> _EXERCISE_
Find the line containing "Seedling-scouting request: tag the toy box". Return it and every line after it, unchanged, up to and including the last line.

> _GIVEN INFORMATION_
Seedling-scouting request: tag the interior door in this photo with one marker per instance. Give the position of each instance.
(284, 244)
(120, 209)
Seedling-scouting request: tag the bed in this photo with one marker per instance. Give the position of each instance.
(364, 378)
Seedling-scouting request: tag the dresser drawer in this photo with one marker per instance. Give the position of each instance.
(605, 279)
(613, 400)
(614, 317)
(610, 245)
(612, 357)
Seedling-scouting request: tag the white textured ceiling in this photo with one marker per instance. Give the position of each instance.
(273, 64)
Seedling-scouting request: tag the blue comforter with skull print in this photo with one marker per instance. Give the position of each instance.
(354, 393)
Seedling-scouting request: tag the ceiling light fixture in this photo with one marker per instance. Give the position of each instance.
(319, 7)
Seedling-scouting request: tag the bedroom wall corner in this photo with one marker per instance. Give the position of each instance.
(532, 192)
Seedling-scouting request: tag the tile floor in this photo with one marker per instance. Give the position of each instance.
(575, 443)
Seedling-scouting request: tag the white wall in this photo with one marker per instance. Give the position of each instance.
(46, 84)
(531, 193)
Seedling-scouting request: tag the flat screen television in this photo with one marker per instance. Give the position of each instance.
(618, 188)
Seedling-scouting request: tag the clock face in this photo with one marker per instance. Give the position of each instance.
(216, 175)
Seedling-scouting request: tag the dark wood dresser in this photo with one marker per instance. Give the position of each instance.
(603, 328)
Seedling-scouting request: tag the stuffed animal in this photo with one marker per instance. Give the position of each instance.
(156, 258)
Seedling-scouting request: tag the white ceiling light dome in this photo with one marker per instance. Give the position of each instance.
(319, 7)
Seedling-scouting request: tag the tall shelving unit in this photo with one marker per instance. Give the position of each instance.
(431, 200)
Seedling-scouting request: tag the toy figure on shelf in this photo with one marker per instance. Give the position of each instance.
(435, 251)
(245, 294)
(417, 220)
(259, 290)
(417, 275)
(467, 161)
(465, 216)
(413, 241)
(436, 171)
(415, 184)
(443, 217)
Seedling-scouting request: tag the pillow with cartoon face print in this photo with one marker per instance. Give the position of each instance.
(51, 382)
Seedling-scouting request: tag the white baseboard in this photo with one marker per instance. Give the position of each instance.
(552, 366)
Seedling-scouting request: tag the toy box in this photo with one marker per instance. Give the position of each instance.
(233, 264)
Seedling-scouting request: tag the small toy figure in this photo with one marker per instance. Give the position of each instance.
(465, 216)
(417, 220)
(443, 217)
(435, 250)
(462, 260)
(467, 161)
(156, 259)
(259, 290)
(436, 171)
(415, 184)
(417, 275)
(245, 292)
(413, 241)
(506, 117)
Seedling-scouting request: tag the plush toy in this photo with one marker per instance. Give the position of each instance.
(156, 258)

> _RESULT BELOW_
Seedling-scouting request: tag the toy box in this photo with one marker per instance. Give the position of each instance.
(233, 264)
Seedling-scouting request: tag the small toy figure in this photo with one marker per instance. Give the position of each instance.
(465, 216)
(417, 220)
(443, 217)
(435, 250)
(462, 260)
(467, 161)
(156, 259)
(259, 290)
(436, 171)
(415, 184)
(417, 275)
(245, 292)
(413, 241)
(506, 117)
Seedling-scouting request: tag the plush toy in this photo with one marker per instance. Give the position of each instance.
(156, 258)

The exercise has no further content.